- THE REQUEST -
Could you copy out, word for word, the lines below, starting at the line that contains "[detect] striped shirt sleeve" and ending at the line that contains "top-left (535, 397), bottom-right (623, 527)"?

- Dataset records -
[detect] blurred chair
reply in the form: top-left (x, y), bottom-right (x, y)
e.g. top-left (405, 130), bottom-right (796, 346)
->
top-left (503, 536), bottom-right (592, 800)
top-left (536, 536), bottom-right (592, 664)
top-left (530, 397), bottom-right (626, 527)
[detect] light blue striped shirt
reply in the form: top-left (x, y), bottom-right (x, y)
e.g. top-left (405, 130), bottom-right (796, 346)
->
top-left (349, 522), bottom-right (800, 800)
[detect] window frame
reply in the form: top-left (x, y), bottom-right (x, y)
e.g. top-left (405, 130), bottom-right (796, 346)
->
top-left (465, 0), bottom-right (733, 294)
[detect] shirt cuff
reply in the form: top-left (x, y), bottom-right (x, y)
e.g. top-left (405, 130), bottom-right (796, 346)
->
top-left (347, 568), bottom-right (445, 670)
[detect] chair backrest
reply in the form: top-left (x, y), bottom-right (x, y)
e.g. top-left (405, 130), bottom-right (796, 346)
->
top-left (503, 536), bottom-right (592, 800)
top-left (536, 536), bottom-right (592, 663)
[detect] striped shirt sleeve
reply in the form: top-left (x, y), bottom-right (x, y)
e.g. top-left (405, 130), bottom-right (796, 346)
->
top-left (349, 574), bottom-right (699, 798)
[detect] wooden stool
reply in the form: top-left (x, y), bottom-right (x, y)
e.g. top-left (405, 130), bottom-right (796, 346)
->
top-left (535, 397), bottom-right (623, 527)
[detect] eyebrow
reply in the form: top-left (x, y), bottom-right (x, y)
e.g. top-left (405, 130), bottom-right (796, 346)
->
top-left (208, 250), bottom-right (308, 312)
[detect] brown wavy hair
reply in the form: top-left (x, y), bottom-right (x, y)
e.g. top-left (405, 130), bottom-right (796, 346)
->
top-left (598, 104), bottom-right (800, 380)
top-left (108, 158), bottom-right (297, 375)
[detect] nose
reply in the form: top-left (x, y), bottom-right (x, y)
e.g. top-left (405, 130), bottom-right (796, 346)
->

- THE OUTPUT -
[detect] striped shirt sleeve
reply in the form: top-left (x, y), bottom-right (x, y)
e.g. top-left (405, 130), bottom-right (796, 346)
->
top-left (349, 574), bottom-right (699, 798)
[detect] wooden stool
reply in the form: top-left (x, y), bottom-right (x, y)
e.g. top-left (405, 130), bottom-right (796, 346)
->
top-left (535, 397), bottom-right (623, 527)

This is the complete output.